◆ **小問 1**:
ドル円相場の動きを述べた課題文を、全文そのまま抜き出しなさい。

◆ **課題文**:
=======
第28回のメインテーマは「複数のドル反転の兆し」です。2025年4月に起こった米国トリプル安の内、特に問題だったのはドル安だったとみていますが、その動きが和らぐ可能性が高まってきている点をご説明します。

出所:内田氏

まず、4月のドル円相場を簡単に振り返ります。4月2日にトランプ政権から相互関税の詳細が発表されました。関税率が予想を大きく上回ったことから、市場では緊張感が高まりました。米国ではトリプル安が起こる一方、日本円については「円安是正を迫られ、円高になる」との警戒感が非常に高まりました。

加えて4月21日週には、トランプ大統領の「パウエル議長を解任する」という発言を受け、FRBの信認低下をテーマに、ドル安が進む場面もありました。そのためドル円は一時139円89銭まで下落しました。

一方、その後はベッセント財務長官から「特定通貨の目標は定めない」との発言が出ました。また4月25日、日米財務相会談を終えた後、加藤財務大臣からも「米側からは為替水準の話題はでなかった」といった趣旨の発言がきかれた結果、円高警戒がかなり和らぎ、ドル円は143円台まで持ち直しています。4月21日週の株式相場も、為替の円高警戒が一服した動きを受けて、週末にかけて持ち直しています。
=======
◆ **入力データ**:
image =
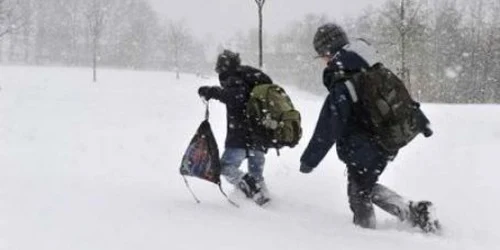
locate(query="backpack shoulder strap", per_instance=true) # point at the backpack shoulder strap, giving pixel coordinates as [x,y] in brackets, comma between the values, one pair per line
[352,91]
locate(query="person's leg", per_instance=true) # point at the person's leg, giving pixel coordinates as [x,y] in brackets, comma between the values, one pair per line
[230,163]
[256,160]
[359,188]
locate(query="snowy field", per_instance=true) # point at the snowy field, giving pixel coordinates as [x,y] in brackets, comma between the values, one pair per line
[94,166]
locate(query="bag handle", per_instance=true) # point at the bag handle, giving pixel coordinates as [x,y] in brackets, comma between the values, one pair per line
[207,112]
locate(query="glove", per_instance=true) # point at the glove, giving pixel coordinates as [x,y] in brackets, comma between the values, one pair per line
[427,131]
[305,168]
[204,92]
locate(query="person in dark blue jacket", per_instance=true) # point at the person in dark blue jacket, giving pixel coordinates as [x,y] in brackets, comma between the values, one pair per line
[341,123]
[236,82]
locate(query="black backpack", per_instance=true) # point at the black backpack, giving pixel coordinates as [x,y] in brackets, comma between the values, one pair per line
[389,111]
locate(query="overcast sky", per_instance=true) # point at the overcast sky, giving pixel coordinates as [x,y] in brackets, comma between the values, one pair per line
[222,18]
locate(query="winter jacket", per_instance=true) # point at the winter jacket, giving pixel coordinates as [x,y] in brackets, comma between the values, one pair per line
[235,92]
[337,121]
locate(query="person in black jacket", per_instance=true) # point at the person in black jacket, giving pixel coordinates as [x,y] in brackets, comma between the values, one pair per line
[236,82]
[340,122]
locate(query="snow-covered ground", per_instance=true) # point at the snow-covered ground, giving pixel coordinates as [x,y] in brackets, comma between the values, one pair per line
[94,166]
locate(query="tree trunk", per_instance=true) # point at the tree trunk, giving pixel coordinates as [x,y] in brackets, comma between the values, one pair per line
[260,37]
[94,58]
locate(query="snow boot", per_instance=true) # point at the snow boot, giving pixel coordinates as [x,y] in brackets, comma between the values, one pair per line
[423,215]
[252,190]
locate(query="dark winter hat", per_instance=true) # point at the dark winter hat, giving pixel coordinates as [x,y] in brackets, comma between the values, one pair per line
[329,39]
[227,61]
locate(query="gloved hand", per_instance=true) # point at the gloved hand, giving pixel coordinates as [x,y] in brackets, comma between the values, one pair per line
[205,92]
[428,131]
[305,168]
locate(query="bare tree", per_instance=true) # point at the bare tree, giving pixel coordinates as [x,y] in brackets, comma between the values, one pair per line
[8,18]
[260,6]
[96,16]
[179,41]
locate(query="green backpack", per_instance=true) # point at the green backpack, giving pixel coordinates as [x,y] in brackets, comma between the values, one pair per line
[393,116]
[274,122]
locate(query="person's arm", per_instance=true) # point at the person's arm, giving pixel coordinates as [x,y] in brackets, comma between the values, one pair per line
[330,126]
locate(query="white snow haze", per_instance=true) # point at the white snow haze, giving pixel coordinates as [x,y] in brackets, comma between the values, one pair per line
[95,166]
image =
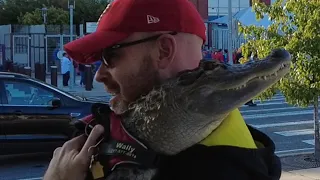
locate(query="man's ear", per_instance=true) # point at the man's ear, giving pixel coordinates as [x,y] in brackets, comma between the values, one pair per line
[167,46]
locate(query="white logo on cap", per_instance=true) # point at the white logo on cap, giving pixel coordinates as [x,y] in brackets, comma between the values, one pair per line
[152,19]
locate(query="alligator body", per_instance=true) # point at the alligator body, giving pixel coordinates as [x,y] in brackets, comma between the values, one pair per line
[186,109]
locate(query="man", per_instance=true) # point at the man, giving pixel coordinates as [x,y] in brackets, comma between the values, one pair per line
[143,43]
[65,69]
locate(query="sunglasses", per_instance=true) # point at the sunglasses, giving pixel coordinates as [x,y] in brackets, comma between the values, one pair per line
[108,53]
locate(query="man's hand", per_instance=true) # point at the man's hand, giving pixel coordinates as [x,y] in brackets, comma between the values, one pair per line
[72,160]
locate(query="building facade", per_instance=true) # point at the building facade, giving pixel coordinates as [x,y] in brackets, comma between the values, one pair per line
[220,7]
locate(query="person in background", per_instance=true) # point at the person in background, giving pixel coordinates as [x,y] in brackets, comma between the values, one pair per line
[217,55]
[66,66]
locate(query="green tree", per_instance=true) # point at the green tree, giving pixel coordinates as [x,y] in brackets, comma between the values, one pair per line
[296,27]
[55,16]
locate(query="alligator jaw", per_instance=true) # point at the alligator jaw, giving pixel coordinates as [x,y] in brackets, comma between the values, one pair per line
[225,88]
[283,69]
[185,110]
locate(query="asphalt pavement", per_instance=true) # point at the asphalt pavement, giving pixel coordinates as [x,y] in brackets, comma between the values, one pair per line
[291,128]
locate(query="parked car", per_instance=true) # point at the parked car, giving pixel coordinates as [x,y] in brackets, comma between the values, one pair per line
[35,116]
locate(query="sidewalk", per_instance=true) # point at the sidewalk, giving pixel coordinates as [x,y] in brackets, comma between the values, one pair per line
[304,174]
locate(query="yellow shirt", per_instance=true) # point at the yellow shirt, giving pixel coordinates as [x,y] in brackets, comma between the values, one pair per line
[233,131]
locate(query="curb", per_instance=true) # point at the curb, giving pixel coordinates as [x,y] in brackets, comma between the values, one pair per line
[282,155]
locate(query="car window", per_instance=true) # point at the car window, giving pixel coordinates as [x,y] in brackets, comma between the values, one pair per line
[23,93]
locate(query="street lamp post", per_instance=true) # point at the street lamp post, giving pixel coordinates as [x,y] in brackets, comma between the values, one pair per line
[230,59]
[44,15]
[71,5]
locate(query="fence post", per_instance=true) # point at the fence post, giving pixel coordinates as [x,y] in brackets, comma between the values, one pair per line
[15,68]
[88,77]
[54,75]
[27,71]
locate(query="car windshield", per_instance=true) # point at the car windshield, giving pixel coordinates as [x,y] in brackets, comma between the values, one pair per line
[61,91]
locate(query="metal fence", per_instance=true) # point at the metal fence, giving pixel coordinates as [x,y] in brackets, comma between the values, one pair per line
[29,45]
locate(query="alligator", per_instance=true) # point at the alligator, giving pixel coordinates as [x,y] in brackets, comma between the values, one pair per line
[175,115]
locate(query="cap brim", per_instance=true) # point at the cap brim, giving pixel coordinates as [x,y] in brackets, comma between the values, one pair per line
[88,48]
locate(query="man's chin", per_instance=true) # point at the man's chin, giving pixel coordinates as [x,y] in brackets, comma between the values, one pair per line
[118,105]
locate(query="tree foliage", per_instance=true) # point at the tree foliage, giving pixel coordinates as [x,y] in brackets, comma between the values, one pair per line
[13,11]
[296,27]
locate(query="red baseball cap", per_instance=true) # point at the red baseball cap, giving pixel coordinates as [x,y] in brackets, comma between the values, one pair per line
[121,18]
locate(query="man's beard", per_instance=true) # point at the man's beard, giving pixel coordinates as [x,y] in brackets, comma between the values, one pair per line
[140,84]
=======
◆ **小問 2**:
レコードのうち、「man's chin, giving」を含む行からレコードの最後の行までを、その両端も含めて示しなさい。その際、「tree foliage」を「green leaves」に置き換え、他の部分は変えないこと。

◆ **解答例 1**:
第28回のメインテーマは「複数のドル反転の兆し」です。2025年4月に起こった米国トリプル安の内、特に問題だったのはドル安だったとみていますが、その動きが和らぐ可能性が高まってきている点をご説明します。

出所:内田氏

まず、4月のドル円相場を簡単に振り返ります。4月2日にトランプ政権から相互関税の詳細が発表されました。関税率が予想を大きく上回ったことから、市場では緊張感が高まりました。米国ではトリプル安が起こる一方、日本円については「円安是正を迫られ、円高になる」との警戒感が非常に高まりました。

加えて4月21日週には、トランプ大統領の「パウエル議長を解任する」という発言を受け、FRBの信認低下をテーマに、ドル安が進む場面もありました。そのためドル円は一時139円89銭まで下落しました。

一方、その後はベッセント財務長官から「特定通貨の目標は定めない」との発言が出ました。また4月25日、日米財務相会談を終えた後、加藤財務大臣からも「米側からは為替水準の話題はでなかった」といった趣旨の発言がきかれた結果、円高警戒がかなり和らぎ、ドル円は143円台まで持ち直しています。4月21日週の株式相場も、為替の円高警戒が一服した動きを受けて、週末にかけて持ち直しています。

◆ **解答例 2**:
locate(query="man's chin", per_instance=true) # point at the man's chin, giving pixel coordinates as [x,y] in brackets, comma between the values, one pair per line
[118,105]
locate(query="green leaves", per_instance=true) # point at the green leaves, giving pixel coordinates as [x,y] in brackets, comma between the values, one pair per line
[13,11]
[296,27]
locate(query="red baseball cap", per_instance=true) # point at the red baseball cap, giving pixel coordinates as [x,y] in brackets, comma between the values, one pair per line
[121,18]
locate(query="man's beard", per_instance=true) # point at the man's beard, giving pixel coordinates as [x,y] in brackets, comma between the values, one pair per line
[140,84]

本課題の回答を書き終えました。